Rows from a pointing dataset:
-- start --
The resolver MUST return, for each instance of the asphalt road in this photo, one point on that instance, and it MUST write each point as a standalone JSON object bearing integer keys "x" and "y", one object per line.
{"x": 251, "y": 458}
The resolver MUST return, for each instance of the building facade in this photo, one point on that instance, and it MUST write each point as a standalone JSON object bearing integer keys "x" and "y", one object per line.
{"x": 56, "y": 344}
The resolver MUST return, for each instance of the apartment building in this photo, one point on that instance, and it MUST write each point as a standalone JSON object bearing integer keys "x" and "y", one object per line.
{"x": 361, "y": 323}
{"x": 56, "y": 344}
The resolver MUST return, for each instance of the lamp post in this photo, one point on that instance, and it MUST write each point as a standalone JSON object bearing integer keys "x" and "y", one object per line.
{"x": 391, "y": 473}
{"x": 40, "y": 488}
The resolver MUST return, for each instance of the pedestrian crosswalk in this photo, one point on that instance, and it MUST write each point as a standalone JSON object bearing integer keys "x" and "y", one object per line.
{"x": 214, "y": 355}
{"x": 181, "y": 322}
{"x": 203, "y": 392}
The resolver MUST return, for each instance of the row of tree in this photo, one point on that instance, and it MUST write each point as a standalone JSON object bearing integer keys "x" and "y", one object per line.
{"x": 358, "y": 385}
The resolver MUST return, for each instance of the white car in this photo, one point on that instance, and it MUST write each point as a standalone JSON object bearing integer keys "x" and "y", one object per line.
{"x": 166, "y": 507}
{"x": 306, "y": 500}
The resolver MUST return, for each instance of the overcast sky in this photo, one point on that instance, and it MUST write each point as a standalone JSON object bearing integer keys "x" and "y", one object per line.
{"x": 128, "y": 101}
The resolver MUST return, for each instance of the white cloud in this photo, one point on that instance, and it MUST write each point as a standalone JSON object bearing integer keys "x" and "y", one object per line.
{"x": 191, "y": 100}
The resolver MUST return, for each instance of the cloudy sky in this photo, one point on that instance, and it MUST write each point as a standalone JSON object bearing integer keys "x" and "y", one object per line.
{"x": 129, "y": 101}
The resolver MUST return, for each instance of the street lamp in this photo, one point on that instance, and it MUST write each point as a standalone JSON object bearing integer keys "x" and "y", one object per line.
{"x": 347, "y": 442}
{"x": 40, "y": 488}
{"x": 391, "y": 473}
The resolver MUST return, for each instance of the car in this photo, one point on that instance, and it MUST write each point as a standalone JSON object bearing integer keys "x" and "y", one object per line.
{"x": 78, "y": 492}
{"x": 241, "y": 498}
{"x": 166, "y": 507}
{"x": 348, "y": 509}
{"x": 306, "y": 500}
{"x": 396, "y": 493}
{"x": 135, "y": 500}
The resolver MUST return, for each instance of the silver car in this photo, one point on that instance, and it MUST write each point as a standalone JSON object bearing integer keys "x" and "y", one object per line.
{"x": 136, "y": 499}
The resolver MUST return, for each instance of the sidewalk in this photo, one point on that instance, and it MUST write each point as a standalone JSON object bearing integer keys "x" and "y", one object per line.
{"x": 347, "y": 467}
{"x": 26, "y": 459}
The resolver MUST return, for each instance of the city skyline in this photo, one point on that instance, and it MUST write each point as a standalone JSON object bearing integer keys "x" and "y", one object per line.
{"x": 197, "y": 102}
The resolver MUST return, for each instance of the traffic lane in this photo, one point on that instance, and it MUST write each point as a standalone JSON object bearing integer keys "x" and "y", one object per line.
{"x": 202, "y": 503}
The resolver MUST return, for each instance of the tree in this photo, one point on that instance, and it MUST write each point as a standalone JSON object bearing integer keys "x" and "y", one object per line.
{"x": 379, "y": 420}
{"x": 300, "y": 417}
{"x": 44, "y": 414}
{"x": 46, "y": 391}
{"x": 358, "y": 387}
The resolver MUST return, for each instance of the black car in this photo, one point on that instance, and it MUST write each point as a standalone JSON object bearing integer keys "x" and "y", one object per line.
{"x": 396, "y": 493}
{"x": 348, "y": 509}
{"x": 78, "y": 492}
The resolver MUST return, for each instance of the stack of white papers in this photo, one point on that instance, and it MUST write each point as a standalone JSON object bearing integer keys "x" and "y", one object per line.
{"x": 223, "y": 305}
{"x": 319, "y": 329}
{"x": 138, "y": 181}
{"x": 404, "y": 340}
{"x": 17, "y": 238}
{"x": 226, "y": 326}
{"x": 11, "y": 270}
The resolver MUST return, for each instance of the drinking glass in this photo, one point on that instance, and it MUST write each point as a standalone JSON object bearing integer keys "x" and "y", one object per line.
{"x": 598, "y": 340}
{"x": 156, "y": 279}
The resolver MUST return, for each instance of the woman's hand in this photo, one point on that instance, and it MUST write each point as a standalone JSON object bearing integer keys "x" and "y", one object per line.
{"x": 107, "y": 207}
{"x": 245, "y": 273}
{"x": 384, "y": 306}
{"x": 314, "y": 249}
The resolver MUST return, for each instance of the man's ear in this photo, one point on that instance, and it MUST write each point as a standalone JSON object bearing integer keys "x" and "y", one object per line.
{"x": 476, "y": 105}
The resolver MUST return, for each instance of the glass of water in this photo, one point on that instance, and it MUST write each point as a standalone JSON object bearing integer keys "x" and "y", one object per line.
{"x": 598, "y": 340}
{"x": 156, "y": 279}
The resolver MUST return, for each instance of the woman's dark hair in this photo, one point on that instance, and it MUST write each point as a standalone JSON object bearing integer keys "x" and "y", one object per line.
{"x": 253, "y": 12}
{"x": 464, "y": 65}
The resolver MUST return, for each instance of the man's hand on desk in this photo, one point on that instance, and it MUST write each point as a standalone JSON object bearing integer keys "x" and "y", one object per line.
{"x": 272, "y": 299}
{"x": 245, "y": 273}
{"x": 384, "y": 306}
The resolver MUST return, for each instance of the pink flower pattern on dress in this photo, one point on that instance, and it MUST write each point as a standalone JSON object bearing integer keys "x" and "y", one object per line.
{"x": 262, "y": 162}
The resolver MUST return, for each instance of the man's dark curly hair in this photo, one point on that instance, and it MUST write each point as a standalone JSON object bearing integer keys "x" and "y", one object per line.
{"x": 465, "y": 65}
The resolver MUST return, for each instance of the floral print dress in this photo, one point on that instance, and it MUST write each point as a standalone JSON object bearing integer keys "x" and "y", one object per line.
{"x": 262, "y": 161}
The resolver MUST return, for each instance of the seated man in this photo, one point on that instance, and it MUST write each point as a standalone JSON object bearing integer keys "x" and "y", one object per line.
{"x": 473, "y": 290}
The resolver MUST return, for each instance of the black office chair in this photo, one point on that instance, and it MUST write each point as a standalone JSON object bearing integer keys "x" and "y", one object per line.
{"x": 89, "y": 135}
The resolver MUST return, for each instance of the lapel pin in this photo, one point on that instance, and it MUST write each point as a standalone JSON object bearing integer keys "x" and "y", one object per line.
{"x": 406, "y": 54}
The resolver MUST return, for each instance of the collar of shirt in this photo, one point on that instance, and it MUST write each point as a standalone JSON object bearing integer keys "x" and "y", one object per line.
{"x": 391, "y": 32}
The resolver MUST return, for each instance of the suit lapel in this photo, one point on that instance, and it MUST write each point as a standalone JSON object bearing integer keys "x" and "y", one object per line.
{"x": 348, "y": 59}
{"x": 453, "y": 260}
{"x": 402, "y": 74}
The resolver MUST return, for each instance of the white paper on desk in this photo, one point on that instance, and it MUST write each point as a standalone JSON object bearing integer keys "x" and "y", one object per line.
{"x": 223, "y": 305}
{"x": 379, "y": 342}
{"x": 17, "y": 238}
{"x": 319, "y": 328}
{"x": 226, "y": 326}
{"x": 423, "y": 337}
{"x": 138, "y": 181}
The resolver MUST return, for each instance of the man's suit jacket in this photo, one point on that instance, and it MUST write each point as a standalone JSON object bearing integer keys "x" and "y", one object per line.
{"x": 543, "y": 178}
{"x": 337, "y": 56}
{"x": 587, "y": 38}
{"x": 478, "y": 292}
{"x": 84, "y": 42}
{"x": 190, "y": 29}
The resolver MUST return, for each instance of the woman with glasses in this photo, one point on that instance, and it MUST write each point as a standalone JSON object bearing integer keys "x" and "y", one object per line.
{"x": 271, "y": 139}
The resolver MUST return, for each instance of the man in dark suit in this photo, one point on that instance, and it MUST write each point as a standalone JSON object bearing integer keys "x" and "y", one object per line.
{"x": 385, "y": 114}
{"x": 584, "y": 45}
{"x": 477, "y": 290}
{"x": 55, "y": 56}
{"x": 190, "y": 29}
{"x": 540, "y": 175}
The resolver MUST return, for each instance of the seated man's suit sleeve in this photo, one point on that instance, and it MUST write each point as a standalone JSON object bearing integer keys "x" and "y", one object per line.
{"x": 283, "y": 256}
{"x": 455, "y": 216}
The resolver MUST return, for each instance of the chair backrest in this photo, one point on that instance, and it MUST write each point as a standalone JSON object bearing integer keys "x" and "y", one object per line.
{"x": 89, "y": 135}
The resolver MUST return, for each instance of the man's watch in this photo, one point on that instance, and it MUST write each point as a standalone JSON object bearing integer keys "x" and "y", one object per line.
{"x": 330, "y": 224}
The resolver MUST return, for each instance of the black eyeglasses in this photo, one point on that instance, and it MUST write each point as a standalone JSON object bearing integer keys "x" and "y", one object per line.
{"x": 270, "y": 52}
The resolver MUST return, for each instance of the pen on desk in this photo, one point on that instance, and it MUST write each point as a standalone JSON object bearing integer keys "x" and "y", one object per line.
-- end --
Reproduce word for word the lines of the material from the one containing "The resolver MUST return, for each instance of the man in" through the final line of the material, and include nothing else.

The resolver MUST return, for each instance of the man in dark suit in this photo, one point on that instance, and it MUST write each point as a standalone JSON object bearing integer keys "x" and "y", one object per line.
{"x": 385, "y": 114}
{"x": 584, "y": 45}
{"x": 477, "y": 290}
{"x": 55, "y": 56}
{"x": 190, "y": 29}
{"x": 540, "y": 175}
The resolver MUST return, for each instance of the seated man's suit sleeve in this photo, one point on that instance, and it MUST write each point as a standalone JSON object bearing integer keys "x" and "y", one object per line.
{"x": 283, "y": 256}
{"x": 455, "y": 216}
The resolver MUST return, for each instance of the chair backrest in this photo, one point on that instance, and it MUST write each point as a standalone JSON object bearing integer keys "x" and "y", one object per line.
{"x": 89, "y": 135}
The resolver MUST return, for each instance of the man's watch in this photo, one point on that instance, and it MUST write each point as a standalone JSON object bearing integer keys "x" and "y", one object per line.
{"x": 330, "y": 224}
The resolver MUST return, for each instance of the black eyeglasses in this photo, one point on that instance, and it MUST write each point as a standalone JSON object bearing integer keys "x" and "y", one object per line.
{"x": 270, "y": 52}
The resolver MUST return, for each instance of the pen on desk in this photo, one point on that instance, and it MUST write each point as a standalone JSON object bearing integer keys "x" and "y", one object per line.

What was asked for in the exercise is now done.